# [Page]
════════

Coinbase, launched in 2012, boasts over 100 million customers and billions of dollars in daily Bitcoin transactions.
The corporation went public in 2021 with a market value of about $100 billion during the crypto mania.
Nonetheless, Coinbase’s stock price has declined significantly since the decline in cryptocurrency values last year. It is now less than $12 billion.
The company’s stock price fell after the lawsuit was launched in New York federal court.
Nansen, a crypto flow monitor, stated that clients withdrew roughly $1.3 billion from the platform after the lawsuit.
Coinbase had warned in March that the SEC might pursue legal action against the company. It said it had frequently tried to register with authorities, but there was no clear method for crypto companies. It has also threatened to relocate to London or elsewhere outside the United States.
Mr. Grewal stated on Tuesday, “The SEC’s reliance on an enforcement-only approach in the absence of clear rules for the digital asset industry is hurting America’s economic competitiveness and companies like Coinbase that have demonstrated a commitment to compliance.”

════════

# [Short problem 1]
In the Coinbase passage, how much money did clients pull from the platform after the lawsuit, according to Nansen?
# [Short problem 2]
Pick up the Coinbase passage after its final sentence and extend it by a few more sentences.

════════

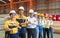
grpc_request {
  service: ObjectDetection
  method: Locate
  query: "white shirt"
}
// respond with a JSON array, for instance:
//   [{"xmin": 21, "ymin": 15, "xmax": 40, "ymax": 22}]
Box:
[{"xmin": 27, "ymin": 16, "xmax": 38, "ymax": 28}]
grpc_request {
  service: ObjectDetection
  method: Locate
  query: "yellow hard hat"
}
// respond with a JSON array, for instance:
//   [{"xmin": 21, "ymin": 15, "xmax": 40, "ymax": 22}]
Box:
[{"xmin": 19, "ymin": 6, "xmax": 25, "ymax": 10}]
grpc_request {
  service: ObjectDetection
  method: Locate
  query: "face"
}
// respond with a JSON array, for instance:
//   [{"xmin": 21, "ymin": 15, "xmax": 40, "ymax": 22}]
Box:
[
  {"xmin": 29, "ymin": 13, "xmax": 33, "ymax": 17},
  {"xmin": 10, "ymin": 14, "xmax": 15, "ymax": 18},
  {"xmin": 34, "ymin": 14, "xmax": 37, "ymax": 17},
  {"xmin": 19, "ymin": 10, "xmax": 24, "ymax": 14}
]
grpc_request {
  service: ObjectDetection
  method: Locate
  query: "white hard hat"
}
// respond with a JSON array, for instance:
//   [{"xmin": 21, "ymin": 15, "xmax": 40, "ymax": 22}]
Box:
[
  {"xmin": 34, "ymin": 12, "xmax": 37, "ymax": 14},
  {"xmin": 29, "ymin": 9, "xmax": 34, "ymax": 13},
  {"xmin": 9, "ymin": 10, "xmax": 16, "ymax": 14},
  {"xmin": 19, "ymin": 6, "xmax": 24, "ymax": 10}
]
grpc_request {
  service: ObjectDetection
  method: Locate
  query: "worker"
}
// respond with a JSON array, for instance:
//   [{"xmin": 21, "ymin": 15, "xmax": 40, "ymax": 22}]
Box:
[
  {"xmin": 43, "ymin": 15, "xmax": 50, "ymax": 38},
  {"xmin": 49, "ymin": 15, "xmax": 53, "ymax": 38},
  {"xmin": 27, "ymin": 9, "xmax": 38, "ymax": 38},
  {"xmin": 39, "ymin": 14, "xmax": 44, "ymax": 38},
  {"xmin": 4, "ymin": 10, "xmax": 19, "ymax": 38},
  {"xmin": 34, "ymin": 12, "xmax": 39, "ymax": 38},
  {"xmin": 15, "ymin": 6, "xmax": 26, "ymax": 38}
]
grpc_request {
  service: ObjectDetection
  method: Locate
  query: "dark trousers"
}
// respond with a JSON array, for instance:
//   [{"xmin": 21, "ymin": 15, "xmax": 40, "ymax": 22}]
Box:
[
  {"xmin": 49, "ymin": 27, "xmax": 53, "ymax": 38},
  {"xmin": 18, "ymin": 27, "xmax": 26, "ymax": 38},
  {"xmin": 27, "ymin": 28, "xmax": 37, "ymax": 38},
  {"xmin": 43, "ymin": 28, "xmax": 49, "ymax": 38},
  {"xmin": 39, "ymin": 26, "xmax": 43, "ymax": 38}
]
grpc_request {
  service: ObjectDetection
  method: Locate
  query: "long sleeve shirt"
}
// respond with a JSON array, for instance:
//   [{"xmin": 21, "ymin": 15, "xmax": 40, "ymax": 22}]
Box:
[
  {"xmin": 38, "ymin": 18, "xmax": 45, "ymax": 26},
  {"xmin": 27, "ymin": 17, "xmax": 38, "ymax": 28}
]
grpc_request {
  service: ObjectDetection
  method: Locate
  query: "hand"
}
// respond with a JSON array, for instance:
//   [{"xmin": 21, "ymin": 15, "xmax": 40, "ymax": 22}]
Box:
[
  {"xmin": 28, "ymin": 21, "xmax": 31, "ymax": 23},
  {"xmin": 19, "ymin": 27, "xmax": 21, "ymax": 29},
  {"xmin": 34, "ymin": 20, "xmax": 36, "ymax": 22}
]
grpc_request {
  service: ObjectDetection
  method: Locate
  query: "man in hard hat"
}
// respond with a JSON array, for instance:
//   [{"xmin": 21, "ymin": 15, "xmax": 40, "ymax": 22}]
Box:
[
  {"xmin": 34, "ymin": 12, "xmax": 39, "ymax": 38},
  {"xmin": 4, "ymin": 10, "xmax": 19, "ymax": 38},
  {"xmin": 27, "ymin": 9, "xmax": 38, "ymax": 38},
  {"xmin": 39, "ymin": 14, "xmax": 44, "ymax": 38},
  {"xmin": 49, "ymin": 15, "xmax": 53, "ymax": 38},
  {"xmin": 43, "ymin": 15, "xmax": 50, "ymax": 38},
  {"xmin": 15, "ymin": 6, "xmax": 26, "ymax": 38}
]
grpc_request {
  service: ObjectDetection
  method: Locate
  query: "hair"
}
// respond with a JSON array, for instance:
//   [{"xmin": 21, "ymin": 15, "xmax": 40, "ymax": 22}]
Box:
[{"xmin": 9, "ymin": 13, "xmax": 13, "ymax": 16}]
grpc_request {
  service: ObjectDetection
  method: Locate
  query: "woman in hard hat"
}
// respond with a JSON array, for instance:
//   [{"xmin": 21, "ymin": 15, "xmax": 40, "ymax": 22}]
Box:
[
  {"xmin": 27, "ymin": 9, "xmax": 38, "ymax": 38},
  {"xmin": 4, "ymin": 10, "xmax": 19, "ymax": 38},
  {"xmin": 34, "ymin": 12, "xmax": 39, "ymax": 38},
  {"xmin": 15, "ymin": 6, "xmax": 26, "ymax": 38},
  {"xmin": 39, "ymin": 14, "xmax": 44, "ymax": 38},
  {"xmin": 43, "ymin": 15, "xmax": 50, "ymax": 38},
  {"xmin": 49, "ymin": 15, "xmax": 53, "ymax": 38}
]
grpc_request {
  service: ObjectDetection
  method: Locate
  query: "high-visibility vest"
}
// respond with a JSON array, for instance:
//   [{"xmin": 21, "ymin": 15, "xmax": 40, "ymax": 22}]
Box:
[
  {"xmin": 4, "ymin": 20, "xmax": 19, "ymax": 34},
  {"xmin": 15, "ymin": 15, "xmax": 27, "ymax": 27}
]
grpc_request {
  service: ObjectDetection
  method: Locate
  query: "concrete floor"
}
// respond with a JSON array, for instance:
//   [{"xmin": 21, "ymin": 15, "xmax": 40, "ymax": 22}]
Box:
[{"xmin": 0, "ymin": 31, "xmax": 60, "ymax": 38}]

════════

# [Expected answer 1]
Roughly $1.3 billion.

# [Expected answer 2]
The CEO of the Blockchain Association, an industry group, cited ongoing congressional discussions as evidence that the laws governing the industry remain in disarray and that the SEC had no case.
On the same day that the SEC filed suit against Coinbase, Mr. Grewal was scheduled to testify at a hearing in Washington, D.C., regarding the drafting of legislation to regulate certain categories of digital assets.
In prepared remarks for this hearing, Mr. Grewal stated that Coinbase thoroughly examined assets offered on its platform to determine whether they could be considered SEC-regulated securities. He stated that it did not identify securities and that the “vast majority” of proposals were rejected.
“The SEC does not make the law; it only makes accusations,” said Blockchain Association CEO Kristin Smith. “We’re confident the courts will prove [SEC chairman Gary] Gensler wrong in due time.”